■ ENTRIES:
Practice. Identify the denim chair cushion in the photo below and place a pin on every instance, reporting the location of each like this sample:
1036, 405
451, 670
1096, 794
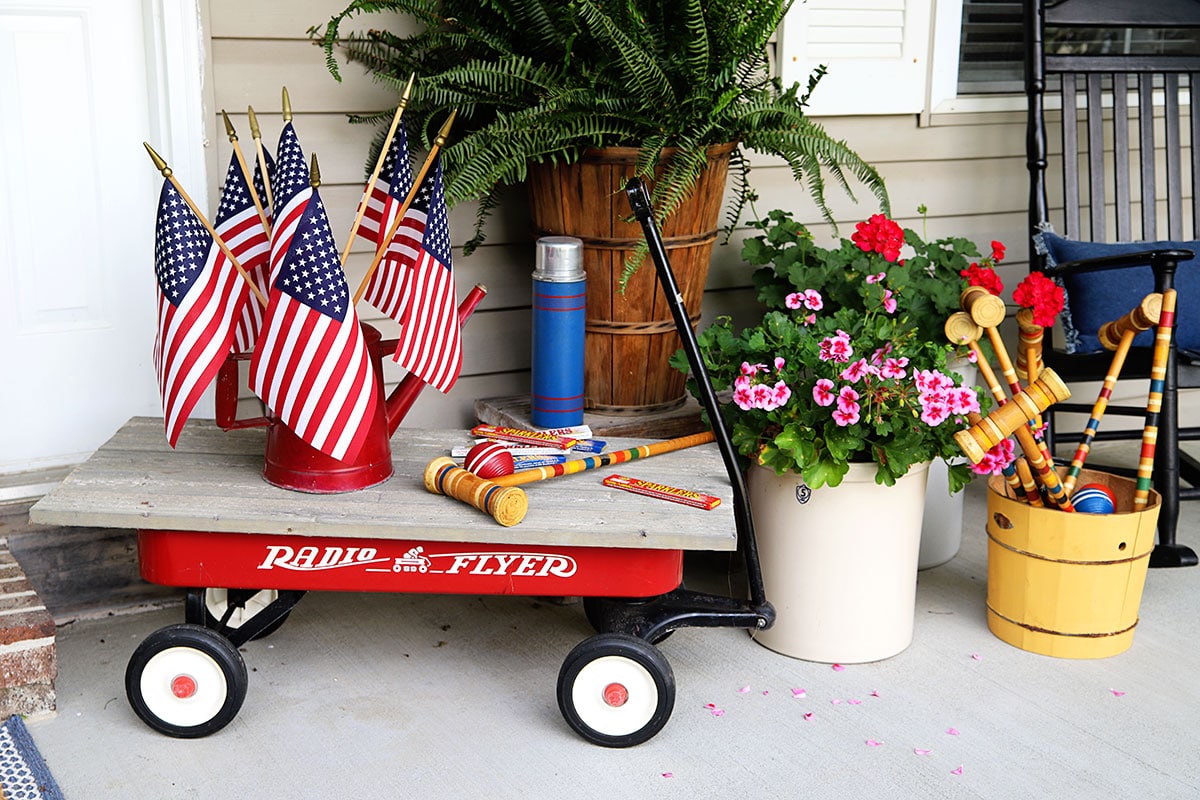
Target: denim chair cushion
1101, 296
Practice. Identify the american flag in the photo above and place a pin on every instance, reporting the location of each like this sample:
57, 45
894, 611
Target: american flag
431, 338
387, 194
199, 298
292, 191
239, 224
311, 364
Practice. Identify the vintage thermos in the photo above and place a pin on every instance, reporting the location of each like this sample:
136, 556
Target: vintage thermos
559, 310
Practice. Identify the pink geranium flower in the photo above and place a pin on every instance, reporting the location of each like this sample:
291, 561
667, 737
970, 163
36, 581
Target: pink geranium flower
822, 392
837, 348
856, 371
847, 398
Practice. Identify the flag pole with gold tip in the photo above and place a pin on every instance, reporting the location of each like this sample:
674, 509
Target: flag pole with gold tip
438, 142
378, 168
225, 248
245, 172
257, 133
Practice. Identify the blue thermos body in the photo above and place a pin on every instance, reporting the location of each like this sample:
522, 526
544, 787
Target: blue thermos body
559, 312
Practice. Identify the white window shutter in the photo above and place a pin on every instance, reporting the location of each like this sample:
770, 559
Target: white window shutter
876, 50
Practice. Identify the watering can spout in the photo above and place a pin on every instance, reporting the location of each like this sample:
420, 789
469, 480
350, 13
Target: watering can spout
402, 397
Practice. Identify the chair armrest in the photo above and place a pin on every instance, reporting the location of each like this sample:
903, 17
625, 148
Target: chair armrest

■ EXERCISE TASK:
Write out the records word for word, starting with the line that contains "Practice. Identify the white" and going on through the last line of the records.

■ RIGHT ANSWER:
Practice. Identify the white window shutter in the photo above and place a pin on every instance, reporting the location of each like this sample:
770, 559
Target: white window shutter
876, 50
Practice. Identify the watering can spout in the photo above and place a pin on every instance, reporting the location of each like this sample:
420, 789
469, 480
350, 13
Target: watering can spout
402, 397
Practice. Identify the chair armrest in the photo above and place a pin on every instance, reporting the location of each like this sample:
903, 17
625, 148
Target: chair armrest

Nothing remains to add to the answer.